▶ [TASK STATEMENT]: Everything from the line containing "For the test set, locate each instance of the person in" to the final line of the records below should be given again exactly, and nothing else.
++++ PROVIDED RECORDS
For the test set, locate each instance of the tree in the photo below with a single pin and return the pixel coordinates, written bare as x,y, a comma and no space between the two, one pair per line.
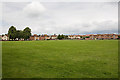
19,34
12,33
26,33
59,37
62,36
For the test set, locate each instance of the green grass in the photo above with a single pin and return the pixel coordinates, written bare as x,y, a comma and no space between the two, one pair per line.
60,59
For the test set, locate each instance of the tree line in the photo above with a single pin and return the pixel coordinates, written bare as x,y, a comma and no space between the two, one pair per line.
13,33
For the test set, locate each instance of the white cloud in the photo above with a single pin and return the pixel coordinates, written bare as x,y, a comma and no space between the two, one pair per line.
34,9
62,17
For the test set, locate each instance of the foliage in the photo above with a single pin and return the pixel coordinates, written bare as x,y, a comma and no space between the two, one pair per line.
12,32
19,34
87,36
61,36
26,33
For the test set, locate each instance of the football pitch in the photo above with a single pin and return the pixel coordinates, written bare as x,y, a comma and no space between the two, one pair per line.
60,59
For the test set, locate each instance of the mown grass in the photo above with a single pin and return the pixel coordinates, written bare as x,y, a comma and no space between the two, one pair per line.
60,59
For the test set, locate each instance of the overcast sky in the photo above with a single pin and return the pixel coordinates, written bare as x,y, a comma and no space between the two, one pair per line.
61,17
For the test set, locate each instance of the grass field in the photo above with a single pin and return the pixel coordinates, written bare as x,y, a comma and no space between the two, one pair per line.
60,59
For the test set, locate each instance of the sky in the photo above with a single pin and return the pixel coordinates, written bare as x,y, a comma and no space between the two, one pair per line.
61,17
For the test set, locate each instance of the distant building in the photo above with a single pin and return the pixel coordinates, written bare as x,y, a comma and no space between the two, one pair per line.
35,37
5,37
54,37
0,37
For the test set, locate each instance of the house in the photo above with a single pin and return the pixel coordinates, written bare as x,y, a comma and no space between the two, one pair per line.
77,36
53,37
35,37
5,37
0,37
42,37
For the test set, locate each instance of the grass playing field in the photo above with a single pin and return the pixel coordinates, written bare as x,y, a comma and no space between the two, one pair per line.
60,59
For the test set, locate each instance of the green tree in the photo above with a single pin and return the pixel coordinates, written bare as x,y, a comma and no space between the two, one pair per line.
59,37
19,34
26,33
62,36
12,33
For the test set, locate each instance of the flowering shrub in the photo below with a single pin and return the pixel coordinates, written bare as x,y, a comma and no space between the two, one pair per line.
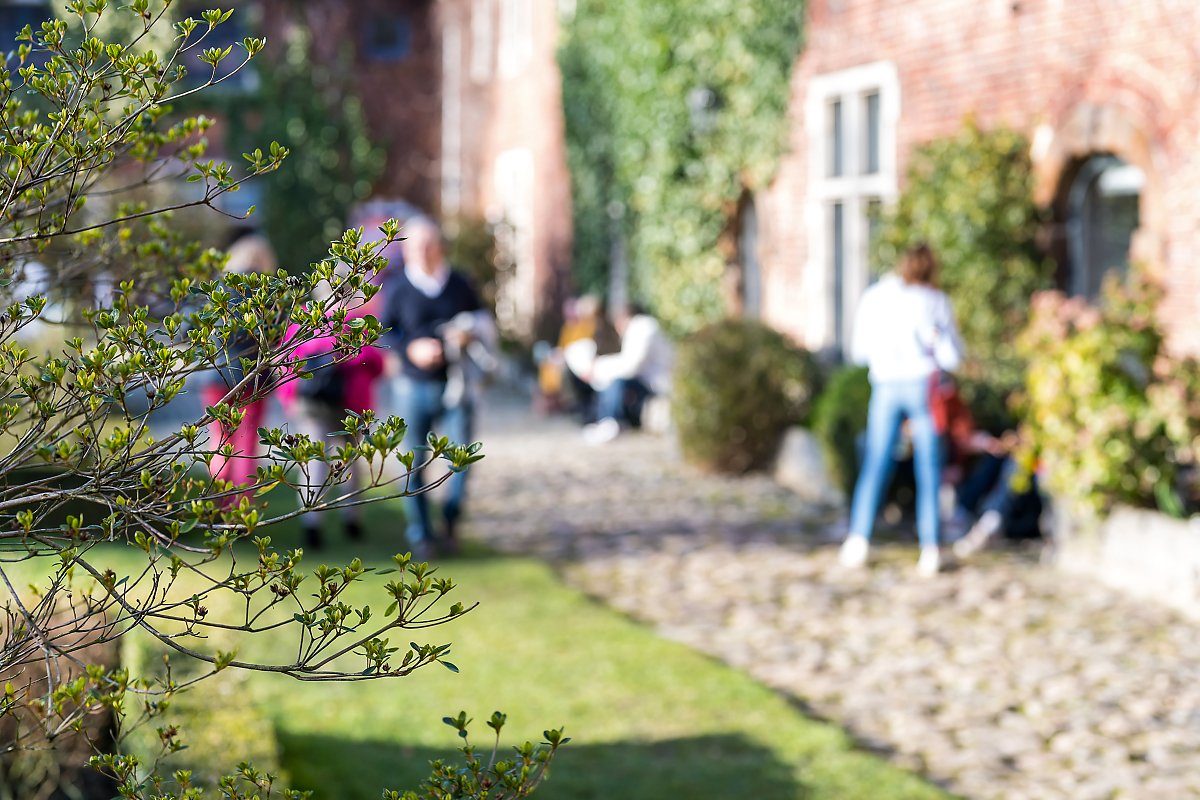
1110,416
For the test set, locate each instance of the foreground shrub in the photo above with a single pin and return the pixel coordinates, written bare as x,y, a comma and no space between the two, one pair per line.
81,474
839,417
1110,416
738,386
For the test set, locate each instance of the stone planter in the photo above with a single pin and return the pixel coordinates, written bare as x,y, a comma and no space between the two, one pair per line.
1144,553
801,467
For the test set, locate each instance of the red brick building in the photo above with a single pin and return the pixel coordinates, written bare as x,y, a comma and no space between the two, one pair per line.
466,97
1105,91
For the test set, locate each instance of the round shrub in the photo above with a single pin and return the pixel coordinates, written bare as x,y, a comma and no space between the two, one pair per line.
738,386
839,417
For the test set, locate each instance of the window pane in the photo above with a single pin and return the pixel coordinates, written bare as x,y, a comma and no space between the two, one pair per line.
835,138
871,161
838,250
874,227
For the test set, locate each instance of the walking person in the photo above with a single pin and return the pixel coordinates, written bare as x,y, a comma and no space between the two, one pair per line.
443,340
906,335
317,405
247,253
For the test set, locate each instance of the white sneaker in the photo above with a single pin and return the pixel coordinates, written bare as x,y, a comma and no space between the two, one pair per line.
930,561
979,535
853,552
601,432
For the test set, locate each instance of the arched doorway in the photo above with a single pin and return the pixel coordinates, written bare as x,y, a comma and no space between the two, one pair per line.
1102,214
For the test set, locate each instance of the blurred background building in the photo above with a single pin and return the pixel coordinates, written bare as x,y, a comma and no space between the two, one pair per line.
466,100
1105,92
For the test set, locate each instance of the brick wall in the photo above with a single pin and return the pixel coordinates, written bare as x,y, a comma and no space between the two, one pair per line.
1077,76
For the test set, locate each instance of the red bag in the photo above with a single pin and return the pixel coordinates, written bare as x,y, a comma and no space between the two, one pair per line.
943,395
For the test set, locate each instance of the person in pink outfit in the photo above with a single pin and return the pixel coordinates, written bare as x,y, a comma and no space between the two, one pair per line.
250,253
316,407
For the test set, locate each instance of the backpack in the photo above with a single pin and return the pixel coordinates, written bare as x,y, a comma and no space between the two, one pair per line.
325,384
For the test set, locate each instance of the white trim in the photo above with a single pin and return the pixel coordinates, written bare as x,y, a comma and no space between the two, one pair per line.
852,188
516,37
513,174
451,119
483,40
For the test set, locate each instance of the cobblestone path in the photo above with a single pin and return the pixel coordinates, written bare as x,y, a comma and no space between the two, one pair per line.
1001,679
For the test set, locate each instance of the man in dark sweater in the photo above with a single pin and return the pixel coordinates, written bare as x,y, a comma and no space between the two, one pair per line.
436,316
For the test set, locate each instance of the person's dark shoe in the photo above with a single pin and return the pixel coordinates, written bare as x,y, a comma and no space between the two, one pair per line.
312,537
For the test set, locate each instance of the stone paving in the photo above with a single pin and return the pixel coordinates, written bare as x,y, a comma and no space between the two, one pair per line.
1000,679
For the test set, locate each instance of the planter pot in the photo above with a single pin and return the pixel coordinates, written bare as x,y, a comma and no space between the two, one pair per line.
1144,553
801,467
++++++++
▶ [RESULT OF THE TASK]:
For the test set, locate each instance of the person in pink outfit in the photo above with a single pin and return the pixel coordinates, written bare as x,y, a comma and no space between the two, one pair per line.
250,253
316,407
For the test set, locate each instance of the backpack in the photo above with a single pin and return the pixel coordinates, written bare as x,y, a comma and no space between the two, one pair per line.
325,384
For the test set, locate each instance of the white trim in the photo above with a single pin and return the pixel coordinates, written bare as x,y, a comma and no space between the two, one pair per line.
852,188
516,37
513,174
451,119
483,40
For the test set, locate each instance of the cobblestone path in the photo above with a single pin and return the pixel coordinates, written bare as x,y, a comma and no space between the two, one pair per line.
1001,679
For the test set, locate each instance of the man in dark sweater in the photo above with a single pin and return the pixel coordinates, written bare as x,y, a comma and no space between the two, one pair per line.
436,316
For the test set, locate each instance of the person's dark shoe in the photo above with a single pin and return the pixel coordinates, written bare as x,y, a comma and no space between the two, one pair per line.
312,537
For the test set, locate each instance of the stone paving in the photo above with a single pin and return the pixel coordinates, written bare as x,y, a comma and no space between the two, one pair per line.
1000,679
For the test set, locate each instance of the planter pot in the photo above with a single pin and return the pixel coordinates, written bare as x,y, a comma and no space between the two, one pair per line.
1144,553
801,467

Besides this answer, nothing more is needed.